Supplied entries.
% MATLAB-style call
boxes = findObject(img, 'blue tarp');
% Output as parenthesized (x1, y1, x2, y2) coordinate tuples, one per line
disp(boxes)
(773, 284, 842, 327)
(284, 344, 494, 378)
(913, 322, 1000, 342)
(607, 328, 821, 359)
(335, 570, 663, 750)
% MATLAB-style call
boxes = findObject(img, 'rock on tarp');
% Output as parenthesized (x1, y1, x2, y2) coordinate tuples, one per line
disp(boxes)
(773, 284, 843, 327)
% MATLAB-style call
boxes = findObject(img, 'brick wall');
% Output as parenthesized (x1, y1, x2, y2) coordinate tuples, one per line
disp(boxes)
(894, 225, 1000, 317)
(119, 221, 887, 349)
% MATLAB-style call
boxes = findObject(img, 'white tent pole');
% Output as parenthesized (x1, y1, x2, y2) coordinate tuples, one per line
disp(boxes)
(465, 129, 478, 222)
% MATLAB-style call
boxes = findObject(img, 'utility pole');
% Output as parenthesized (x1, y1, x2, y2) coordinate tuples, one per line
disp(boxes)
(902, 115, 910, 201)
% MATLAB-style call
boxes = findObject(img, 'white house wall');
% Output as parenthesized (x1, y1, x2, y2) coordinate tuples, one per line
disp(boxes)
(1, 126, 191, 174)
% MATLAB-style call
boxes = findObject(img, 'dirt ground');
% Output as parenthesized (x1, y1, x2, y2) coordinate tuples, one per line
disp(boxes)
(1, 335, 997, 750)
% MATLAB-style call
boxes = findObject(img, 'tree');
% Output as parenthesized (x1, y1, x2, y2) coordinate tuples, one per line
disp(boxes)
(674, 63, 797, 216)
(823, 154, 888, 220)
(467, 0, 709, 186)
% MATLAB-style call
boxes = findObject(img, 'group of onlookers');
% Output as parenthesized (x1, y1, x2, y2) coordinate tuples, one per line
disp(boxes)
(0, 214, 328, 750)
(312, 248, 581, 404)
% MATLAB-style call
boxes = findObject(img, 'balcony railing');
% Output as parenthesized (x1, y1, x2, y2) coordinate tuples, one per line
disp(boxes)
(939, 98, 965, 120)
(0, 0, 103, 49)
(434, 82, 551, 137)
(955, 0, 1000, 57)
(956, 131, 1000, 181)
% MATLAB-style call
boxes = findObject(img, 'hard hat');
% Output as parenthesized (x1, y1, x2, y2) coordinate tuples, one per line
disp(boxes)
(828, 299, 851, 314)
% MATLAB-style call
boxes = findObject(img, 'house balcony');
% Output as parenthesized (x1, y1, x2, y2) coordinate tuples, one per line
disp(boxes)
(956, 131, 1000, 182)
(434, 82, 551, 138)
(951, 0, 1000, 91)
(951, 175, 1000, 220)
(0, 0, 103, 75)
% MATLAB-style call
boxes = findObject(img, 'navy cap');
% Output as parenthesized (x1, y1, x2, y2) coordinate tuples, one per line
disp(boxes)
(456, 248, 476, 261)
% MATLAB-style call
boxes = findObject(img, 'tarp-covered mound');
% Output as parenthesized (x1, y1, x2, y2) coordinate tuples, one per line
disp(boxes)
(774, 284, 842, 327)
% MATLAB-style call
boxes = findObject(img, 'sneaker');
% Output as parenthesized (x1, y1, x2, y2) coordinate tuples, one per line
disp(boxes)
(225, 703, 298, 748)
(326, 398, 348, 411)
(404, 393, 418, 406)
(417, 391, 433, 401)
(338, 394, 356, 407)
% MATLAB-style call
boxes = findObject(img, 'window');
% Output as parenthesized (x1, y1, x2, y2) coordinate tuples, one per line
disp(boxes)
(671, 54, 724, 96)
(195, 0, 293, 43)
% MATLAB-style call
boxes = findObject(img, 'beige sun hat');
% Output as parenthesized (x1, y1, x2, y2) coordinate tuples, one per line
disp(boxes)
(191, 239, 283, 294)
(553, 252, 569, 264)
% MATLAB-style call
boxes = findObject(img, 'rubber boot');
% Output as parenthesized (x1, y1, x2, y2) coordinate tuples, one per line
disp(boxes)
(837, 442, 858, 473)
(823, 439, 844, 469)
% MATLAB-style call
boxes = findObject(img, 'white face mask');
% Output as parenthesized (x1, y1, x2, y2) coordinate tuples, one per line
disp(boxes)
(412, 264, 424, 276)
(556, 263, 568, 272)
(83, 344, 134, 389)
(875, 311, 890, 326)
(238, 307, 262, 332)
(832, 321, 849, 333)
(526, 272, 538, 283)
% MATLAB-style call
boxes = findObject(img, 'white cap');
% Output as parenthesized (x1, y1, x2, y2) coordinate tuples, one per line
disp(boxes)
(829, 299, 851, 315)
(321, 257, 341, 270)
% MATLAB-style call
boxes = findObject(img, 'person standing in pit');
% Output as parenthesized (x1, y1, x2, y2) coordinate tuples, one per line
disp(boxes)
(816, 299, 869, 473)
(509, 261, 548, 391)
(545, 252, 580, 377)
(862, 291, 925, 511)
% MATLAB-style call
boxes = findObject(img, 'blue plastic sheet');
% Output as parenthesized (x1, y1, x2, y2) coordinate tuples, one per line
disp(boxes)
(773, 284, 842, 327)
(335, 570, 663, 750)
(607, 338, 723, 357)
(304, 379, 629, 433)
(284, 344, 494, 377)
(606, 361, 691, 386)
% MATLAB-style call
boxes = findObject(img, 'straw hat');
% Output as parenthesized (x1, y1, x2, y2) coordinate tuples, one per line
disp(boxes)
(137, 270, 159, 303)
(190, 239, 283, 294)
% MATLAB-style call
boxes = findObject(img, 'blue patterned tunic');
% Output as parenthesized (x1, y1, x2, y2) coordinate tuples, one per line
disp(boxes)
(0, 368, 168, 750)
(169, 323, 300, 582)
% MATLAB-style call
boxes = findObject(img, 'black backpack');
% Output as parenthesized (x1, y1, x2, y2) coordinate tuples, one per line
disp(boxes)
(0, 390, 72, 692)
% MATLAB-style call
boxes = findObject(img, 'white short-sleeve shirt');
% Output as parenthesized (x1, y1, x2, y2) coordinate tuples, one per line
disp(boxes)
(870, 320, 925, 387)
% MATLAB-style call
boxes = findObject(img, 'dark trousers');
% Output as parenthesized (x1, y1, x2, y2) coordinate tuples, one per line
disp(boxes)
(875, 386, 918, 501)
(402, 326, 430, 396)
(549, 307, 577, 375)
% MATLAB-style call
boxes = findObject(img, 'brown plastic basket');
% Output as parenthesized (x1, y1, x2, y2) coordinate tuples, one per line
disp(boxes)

Exercise details. A complete answer reproduces every line of the records in which the word "pole" occurs.

Response below.
boxes = findObject(img, 'white tent pole');
boxes = findObject(img, 'utility pole');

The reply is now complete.